# [Exercícios propostos]
1. No texto sobre ciência e hábitos insustentáveis, o que se diz que falta para resolver o problema da fome?
2. Devolva, sem nenhuma alteração, o trecho do texto sobre ciência e hábitos insustentáveis que vai de "Basta ver a" até "de consciência coletiva.".
3. Liste tudo aquilo a que, segundo o texto sobre ciência e hábitos insustentáveis, o problema das mudanças climáticas está intimamente ligado.

# [Texto fornecido]
==========
A criação de novas tecnologias para lidar com cada um desses problemas é uma das prioridades para agências de fomento em vários países no mundo, e a maioria das pessoas entende a necessidade de investir no desenvolvimento dessas tecnologias. O conhecimento necessário para resolver esses problemas urgentes deve ser alcançado o mais rápido possível. Precisamos investir na ciência para que ela nos salve. Certo?
Hábitos insustentáveis
Antes de prosseguir, quero deixar claro aqui que sou um árduo defensor do investimento em ciência, tanto na ciência aplicada para o desenvolvimento de novas tecnologias quanto na ciência básica que visa expandir as fronteiras do nosso conhecimento sobre a realidade. De fato, essas duas vertentes, básica e aplicada, sequer são dissociáveis. Não há ciência aplicada que não dependa das ideias oriundas da pesquisa básica. Além disso, acredito que também seja necessário investir mais na disseminação do conhecimento científico e na educação em ciência – não apenas para ensinar fatos e teorias mas, principalmente, para ensinar a pensar cientificamente. Dito isso, creio que está mais do que na hora de pararmos para refletir sobre o que realmente precisamos para resolver os problemas que afligem a sociedade.
Veja o caso da fome, por exemplo. Talvez a um século atrás esse fosse um problema que necessitaria de novas tecnologias para aumentar a produção de alimentos, ou aprimorar alimentos já existentes para aumentar seu valor nutricional. Hoje em dia, porém, é preciso se perguntar se realmente precisamos de novas tecnologias para que todos tenham o que comer. É claro que a capacidade de produzir mais e melhores alimentos, e produzir de formas que minimizem o impacto ambiental, será sempre bem-vinda, mas a falta de tecnologias mais avançadas já não é o problema no que diz respeito à fome.
Basta ver a quantidade colossal de alimentos descartados diariamente em todas as grandes cidades no mundo – cidades em que muita gente ainda passa fome – para ver que o problema que enfrentamos hoje não é o da falta de alimento, mas sim da forma como o alimento que produzimos é utilizado. Não precisamos de novas tecnologias para resolver o problema da fome (e certamente não precisamos colocar mais florestas abaixo). O que falta é um melhor gerenciamento de recursos e uma boa dose de consciência coletiva.
A situação é similar com o problema das mudanças climáticas, intimamente ligado à poluição do ar, ao uso em massa de combustíveis fósseis, à produção massiva de lixo, e à destruição das florestas e outros hábitats. Podemos sentar e esperar até novas tecnologias surgirem capazes de captar carbono da atmosfera e reciclar o lixo de forma mais eficiente – tecnologias que seriam muito bem-vindas, mas que não têm data certa para chegar. Ou podemos agir. Será que não podemos mudar nossos hábitos para gerar menos lixo e reduzir emissões de carbono? Ou nossa única opção é sentar e esperar a ciência nos salvar de nós mesmos – nos salvar de nossos hábitos insustentáveis?
==========
# [Entradas de apontamento e rotulagem]
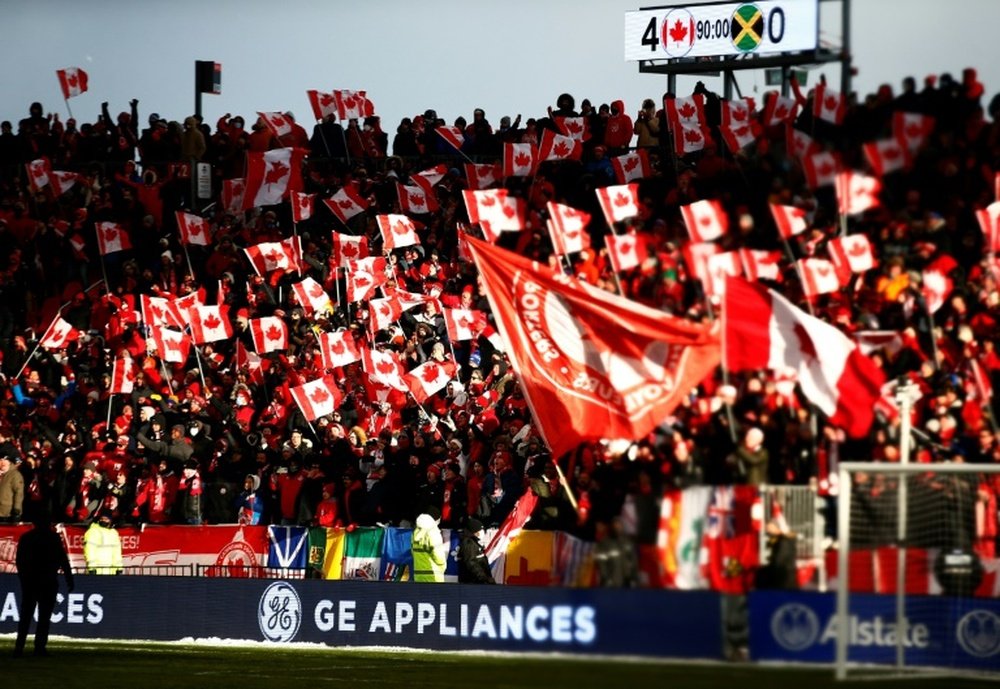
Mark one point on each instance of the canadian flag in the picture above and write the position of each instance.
(323, 104)
(632, 166)
(353, 105)
(414, 200)
(789, 220)
(568, 228)
(763, 330)
(317, 397)
(428, 378)
(397, 231)
(856, 192)
(828, 105)
(111, 237)
(640, 362)
(272, 176)
(72, 81)
(266, 257)
(270, 334)
(463, 324)
(193, 229)
(482, 176)
(59, 334)
(312, 297)
(348, 248)
(346, 203)
(618, 202)
(302, 206)
(519, 160)
(558, 147)
(209, 323)
(886, 155)
(778, 109)
(705, 220)
(338, 349)
(819, 276)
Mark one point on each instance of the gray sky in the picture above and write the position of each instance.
(508, 57)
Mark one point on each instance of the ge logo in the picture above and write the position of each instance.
(279, 612)
(978, 633)
(794, 626)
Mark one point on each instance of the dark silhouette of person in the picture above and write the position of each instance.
(40, 556)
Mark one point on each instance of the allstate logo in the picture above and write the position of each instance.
(279, 612)
(979, 633)
(795, 626)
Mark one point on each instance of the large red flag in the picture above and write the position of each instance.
(592, 365)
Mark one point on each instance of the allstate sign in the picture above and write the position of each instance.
(937, 631)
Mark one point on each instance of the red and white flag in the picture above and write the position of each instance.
(519, 160)
(856, 192)
(72, 81)
(632, 166)
(272, 176)
(639, 362)
(706, 220)
(317, 397)
(789, 220)
(618, 202)
(193, 228)
(346, 203)
(209, 323)
(558, 147)
(270, 334)
(111, 237)
(429, 378)
(764, 330)
(397, 231)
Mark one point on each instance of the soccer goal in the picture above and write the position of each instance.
(916, 592)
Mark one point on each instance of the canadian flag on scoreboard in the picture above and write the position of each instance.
(72, 81)
(558, 147)
(519, 160)
(209, 323)
(193, 229)
(270, 334)
(317, 397)
(272, 176)
(397, 231)
(338, 349)
(346, 203)
(705, 220)
(789, 220)
(764, 330)
(618, 202)
(632, 166)
(428, 378)
(111, 237)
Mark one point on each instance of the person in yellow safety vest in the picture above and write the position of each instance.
(102, 547)
(430, 552)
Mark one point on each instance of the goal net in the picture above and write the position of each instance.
(917, 575)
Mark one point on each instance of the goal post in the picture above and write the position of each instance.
(910, 584)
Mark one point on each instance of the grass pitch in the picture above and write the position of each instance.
(74, 664)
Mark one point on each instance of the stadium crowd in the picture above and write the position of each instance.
(218, 438)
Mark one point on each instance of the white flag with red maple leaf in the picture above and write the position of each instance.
(429, 378)
(317, 397)
(272, 176)
(270, 334)
(705, 220)
(618, 202)
(193, 229)
(209, 323)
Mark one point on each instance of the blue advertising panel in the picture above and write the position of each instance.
(357, 613)
(937, 630)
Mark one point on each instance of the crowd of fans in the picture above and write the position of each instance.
(218, 439)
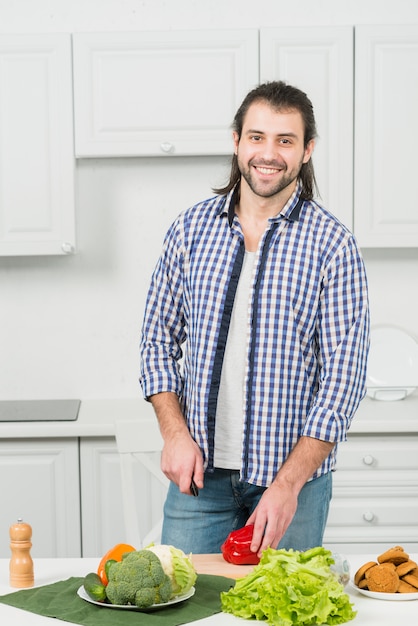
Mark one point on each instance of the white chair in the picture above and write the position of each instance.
(139, 445)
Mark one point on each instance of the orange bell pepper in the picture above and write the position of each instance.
(116, 553)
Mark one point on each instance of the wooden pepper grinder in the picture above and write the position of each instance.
(21, 564)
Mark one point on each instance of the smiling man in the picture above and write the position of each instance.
(263, 292)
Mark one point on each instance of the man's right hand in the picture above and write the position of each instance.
(181, 459)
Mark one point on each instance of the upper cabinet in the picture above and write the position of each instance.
(165, 93)
(319, 61)
(36, 145)
(386, 134)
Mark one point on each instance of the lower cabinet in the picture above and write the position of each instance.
(70, 491)
(375, 494)
(39, 482)
(102, 522)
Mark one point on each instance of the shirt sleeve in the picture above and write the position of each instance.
(163, 326)
(343, 331)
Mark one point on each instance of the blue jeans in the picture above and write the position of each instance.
(200, 525)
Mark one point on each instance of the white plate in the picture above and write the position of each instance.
(393, 364)
(378, 595)
(84, 595)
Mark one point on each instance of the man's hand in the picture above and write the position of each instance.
(272, 516)
(181, 459)
(278, 504)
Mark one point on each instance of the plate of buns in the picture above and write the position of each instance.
(393, 576)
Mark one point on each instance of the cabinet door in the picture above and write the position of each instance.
(160, 94)
(319, 60)
(375, 492)
(36, 145)
(39, 482)
(101, 498)
(386, 133)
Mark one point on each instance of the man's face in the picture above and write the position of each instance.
(271, 149)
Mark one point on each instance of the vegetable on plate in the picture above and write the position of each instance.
(138, 579)
(289, 587)
(177, 565)
(114, 554)
(94, 587)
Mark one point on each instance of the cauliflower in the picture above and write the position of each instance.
(177, 565)
(138, 579)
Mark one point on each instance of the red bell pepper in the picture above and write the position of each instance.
(236, 547)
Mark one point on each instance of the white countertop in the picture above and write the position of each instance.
(97, 418)
(369, 611)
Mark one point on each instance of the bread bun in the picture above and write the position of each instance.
(383, 579)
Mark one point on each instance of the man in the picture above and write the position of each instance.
(267, 293)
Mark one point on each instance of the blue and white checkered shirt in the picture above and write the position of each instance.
(307, 330)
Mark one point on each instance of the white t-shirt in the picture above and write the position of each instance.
(231, 398)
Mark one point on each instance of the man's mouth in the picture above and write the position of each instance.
(267, 170)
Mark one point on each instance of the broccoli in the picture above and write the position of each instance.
(138, 579)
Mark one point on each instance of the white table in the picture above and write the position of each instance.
(370, 611)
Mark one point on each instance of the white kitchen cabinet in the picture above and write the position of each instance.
(319, 61)
(36, 145)
(375, 494)
(386, 132)
(160, 93)
(101, 498)
(39, 482)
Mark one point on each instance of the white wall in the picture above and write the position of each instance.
(69, 326)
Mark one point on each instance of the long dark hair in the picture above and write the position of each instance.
(281, 97)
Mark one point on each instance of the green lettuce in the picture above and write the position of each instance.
(290, 587)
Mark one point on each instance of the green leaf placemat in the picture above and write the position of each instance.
(60, 600)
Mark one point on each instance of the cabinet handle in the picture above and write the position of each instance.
(67, 247)
(167, 147)
(368, 459)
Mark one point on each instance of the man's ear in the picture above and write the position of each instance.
(309, 150)
(235, 137)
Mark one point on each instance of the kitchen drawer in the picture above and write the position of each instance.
(367, 517)
(378, 453)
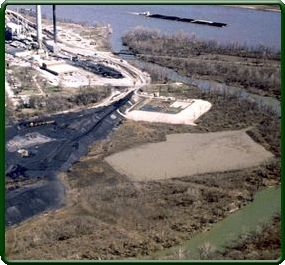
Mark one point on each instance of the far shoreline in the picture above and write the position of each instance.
(257, 7)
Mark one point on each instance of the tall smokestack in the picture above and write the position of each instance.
(39, 26)
(54, 23)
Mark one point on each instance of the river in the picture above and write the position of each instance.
(246, 26)
(266, 204)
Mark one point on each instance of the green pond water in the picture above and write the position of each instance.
(266, 204)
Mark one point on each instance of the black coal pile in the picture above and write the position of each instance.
(72, 134)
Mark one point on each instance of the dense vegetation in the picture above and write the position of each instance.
(254, 68)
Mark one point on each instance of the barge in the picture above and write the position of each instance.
(188, 20)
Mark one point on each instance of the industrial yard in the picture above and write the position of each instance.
(107, 158)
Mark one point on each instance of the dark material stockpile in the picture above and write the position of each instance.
(189, 20)
(72, 134)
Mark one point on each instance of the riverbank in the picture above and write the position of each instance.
(239, 225)
(124, 218)
(256, 70)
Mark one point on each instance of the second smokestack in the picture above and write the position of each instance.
(39, 26)
(54, 23)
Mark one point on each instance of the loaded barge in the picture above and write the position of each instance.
(188, 20)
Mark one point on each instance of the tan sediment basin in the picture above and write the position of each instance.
(189, 154)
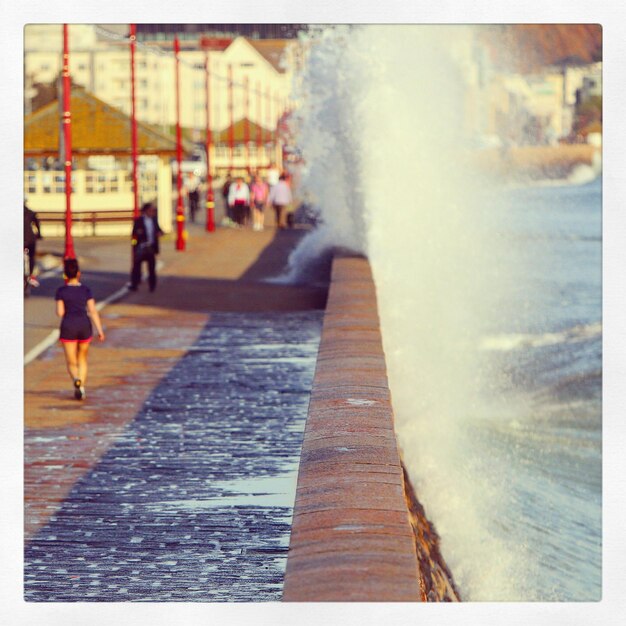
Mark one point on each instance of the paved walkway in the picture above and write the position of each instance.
(175, 478)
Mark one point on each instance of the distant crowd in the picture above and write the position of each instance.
(247, 198)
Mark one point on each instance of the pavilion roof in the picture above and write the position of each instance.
(97, 128)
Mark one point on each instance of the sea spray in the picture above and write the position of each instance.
(382, 128)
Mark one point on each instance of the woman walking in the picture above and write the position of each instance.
(259, 192)
(77, 309)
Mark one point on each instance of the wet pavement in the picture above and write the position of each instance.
(175, 479)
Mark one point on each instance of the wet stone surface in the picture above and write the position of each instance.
(194, 501)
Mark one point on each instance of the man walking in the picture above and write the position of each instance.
(32, 232)
(145, 245)
(280, 197)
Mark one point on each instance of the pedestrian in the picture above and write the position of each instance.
(272, 175)
(239, 200)
(77, 309)
(32, 232)
(194, 196)
(280, 197)
(229, 219)
(145, 245)
(259, 193)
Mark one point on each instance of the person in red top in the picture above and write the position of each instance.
(239, 200)
(76, 307)
(259, 193)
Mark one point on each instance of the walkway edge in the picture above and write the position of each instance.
(351, 536)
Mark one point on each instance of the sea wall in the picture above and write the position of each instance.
(357, 533)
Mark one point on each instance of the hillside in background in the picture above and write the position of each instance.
(527, 48)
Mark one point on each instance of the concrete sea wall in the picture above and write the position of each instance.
(358, 533)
==========
# [Respostas dos exercícios]
1. Um melhor gerenciamento de recursos e uma boa dose de consciência coletiva.

2.
Basta ver a quantidade colossal de alimentos descartados diariamente em todas as grandes cidades no mundo – cidades em que muita gente ainda passa fome – para ver que o problema que enfrentamos hoje não é o da falta de alimento, mas sim da forma como o alimento que produzimos é utilizado. Não precisamos de novas tecnologias para resolver o problema da fome (e certamente não precisamos colocar mais florestas abaixo). O que falta é um melhor gerenciamento de recursos e uma boa dose de consciência coletiva.

3.
- poluição do ar
- uso em massa de combustíveis fósseis
- produção massiva de lixo
- destruição das florestas e outros hábitats